Texto proporcionado
▽

Hace menos de un año, una menor de edad sale corriendo al baño antes de empezar clases en el instituto. Último año de bachillerato. Tiene una relación con un pastor evangélico mayor que ella, una infección en la sangre, un feto en las entrañas. ¿Ha entrado alguna vez a los baños de un instituto nacional? Hay un olor penetrante a orina o a cloro; a veces, a ambas. Se siente en los ojos casi como una nube de gas mostaza. En ese aromático entorno ella pare a un feto muerto, inviable. La fiebre se alza atropellada, la sangre le brota, ella se desmaya. Teledós se entera. Lo transmite en vivo. Medio El Salvador sopla su sopita de frijoles con epazote mientras sigue el minuto a minuto y espera a que saquen a esa bicha zorra, asesina, puta, del baño del instituto. Durante los comerciales, quizá el comedor comentó cómo estas monas ahora no pueden cerrar las piernas. Seguro es culpa del reggaetón.
Se abre la toma. Es el Damián Villacorta, en Tecla.
Ahí estudió mi tata.
Yo conozco ese baño.
Apesta a meados.
Deme un pedazo de queso fresco, maitra.

△

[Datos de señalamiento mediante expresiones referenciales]
▽

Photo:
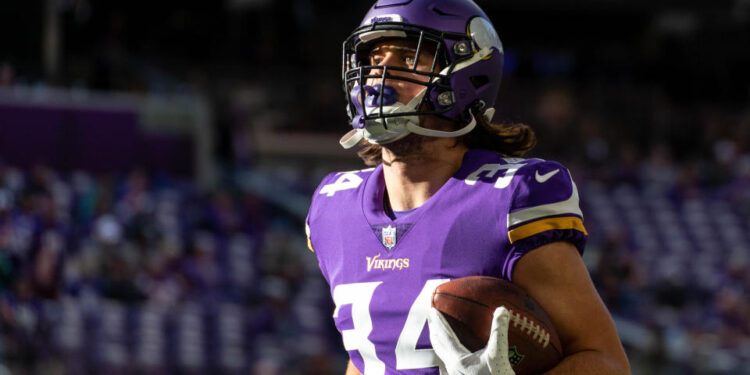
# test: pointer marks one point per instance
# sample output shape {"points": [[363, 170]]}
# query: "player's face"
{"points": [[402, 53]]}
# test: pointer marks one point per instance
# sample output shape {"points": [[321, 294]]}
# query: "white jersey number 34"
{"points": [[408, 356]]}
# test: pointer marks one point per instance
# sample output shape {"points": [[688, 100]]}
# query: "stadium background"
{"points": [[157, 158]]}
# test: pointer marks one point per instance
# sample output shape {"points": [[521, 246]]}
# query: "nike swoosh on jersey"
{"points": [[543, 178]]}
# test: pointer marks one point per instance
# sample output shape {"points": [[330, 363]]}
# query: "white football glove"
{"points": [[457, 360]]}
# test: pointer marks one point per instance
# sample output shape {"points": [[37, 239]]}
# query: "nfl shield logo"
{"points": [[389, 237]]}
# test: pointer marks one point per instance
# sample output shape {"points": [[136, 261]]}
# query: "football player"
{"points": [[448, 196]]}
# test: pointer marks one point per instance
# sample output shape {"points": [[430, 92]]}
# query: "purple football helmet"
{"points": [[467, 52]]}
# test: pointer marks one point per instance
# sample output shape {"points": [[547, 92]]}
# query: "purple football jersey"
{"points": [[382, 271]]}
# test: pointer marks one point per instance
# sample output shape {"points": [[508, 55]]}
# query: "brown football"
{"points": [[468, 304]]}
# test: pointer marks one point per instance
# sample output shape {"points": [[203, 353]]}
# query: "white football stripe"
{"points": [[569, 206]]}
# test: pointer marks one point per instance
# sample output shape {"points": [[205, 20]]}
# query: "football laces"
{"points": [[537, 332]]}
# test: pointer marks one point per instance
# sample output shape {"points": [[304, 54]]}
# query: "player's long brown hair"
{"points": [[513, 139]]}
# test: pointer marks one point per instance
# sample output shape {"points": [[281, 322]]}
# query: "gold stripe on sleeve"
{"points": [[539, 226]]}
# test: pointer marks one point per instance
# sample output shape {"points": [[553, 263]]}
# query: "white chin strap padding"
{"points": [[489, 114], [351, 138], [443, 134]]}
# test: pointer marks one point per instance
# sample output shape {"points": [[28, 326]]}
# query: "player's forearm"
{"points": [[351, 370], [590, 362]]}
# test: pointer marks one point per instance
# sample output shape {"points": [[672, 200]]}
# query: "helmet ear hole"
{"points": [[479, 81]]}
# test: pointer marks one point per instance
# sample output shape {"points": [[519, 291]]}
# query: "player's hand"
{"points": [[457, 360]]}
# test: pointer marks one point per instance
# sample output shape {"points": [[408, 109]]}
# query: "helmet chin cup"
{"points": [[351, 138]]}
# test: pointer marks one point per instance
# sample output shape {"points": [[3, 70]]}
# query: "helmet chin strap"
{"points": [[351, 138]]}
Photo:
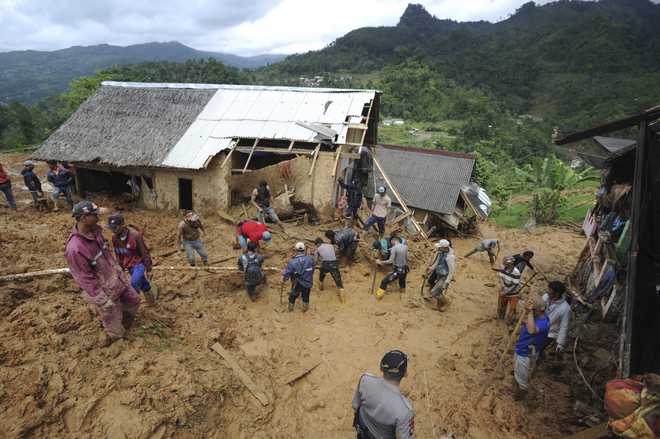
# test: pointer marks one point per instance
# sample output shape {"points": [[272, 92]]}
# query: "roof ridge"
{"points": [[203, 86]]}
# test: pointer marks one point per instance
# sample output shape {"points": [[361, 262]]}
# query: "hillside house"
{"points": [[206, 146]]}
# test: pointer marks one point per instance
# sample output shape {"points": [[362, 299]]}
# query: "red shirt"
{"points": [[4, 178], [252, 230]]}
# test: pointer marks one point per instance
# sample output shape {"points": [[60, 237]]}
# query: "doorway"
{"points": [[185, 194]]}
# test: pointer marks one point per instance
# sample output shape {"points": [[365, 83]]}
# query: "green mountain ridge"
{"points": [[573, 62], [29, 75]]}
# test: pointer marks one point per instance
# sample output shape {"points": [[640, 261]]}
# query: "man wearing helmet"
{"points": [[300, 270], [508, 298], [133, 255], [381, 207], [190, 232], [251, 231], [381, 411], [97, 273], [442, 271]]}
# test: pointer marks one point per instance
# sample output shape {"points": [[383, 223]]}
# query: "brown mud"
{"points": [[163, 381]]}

△

Descripción del problema
Duplica completo y sin cambio alguno el texto sobre la menor en el baño del instituto. Los datos provienen de otra fuente.

Respuesta escrita
Hace menos de un año, una menor de edad sale corriendo al baño antes de empezar clases en el instituto. Último año de bachillerato. Tiene una relación con un pastor evangélico mayor que ella, una infección en la sangre, un feto en las entrañas. ¿Ha entrado alguna vez a los baños de un instituto nacional? Hay un olor penetrante a orina o a cloro; a veces, a ambas. Se siente en los ojos casi como una nube de gas mostaza. En ese aromático entorno ella pare a un feto muerto, inviable. La fiebre se alza atropellada, la sangre le brota, ella se desmaya. Teledós se entera. Lo transmite en vivo. Medio El Salvador sopla su sopita de frijoles con epazote mientras sigue el minuto a minuto y espera a que saquen a esa bicha zorra, asesina, puta, del baño del instituto. Durante los comerciales, quizá el comedor comentó cómo estas monas ahora no pueden cerrar las piernas. Seguro es culpa del reggaetón.
Se abre la toma. Es el Damián Villacorta, en Tecla.
Ahí estudió mi tata.
Yo conozco ese baño.
Apesta a meados.
Deme un pedazo de queso fresco, maitra.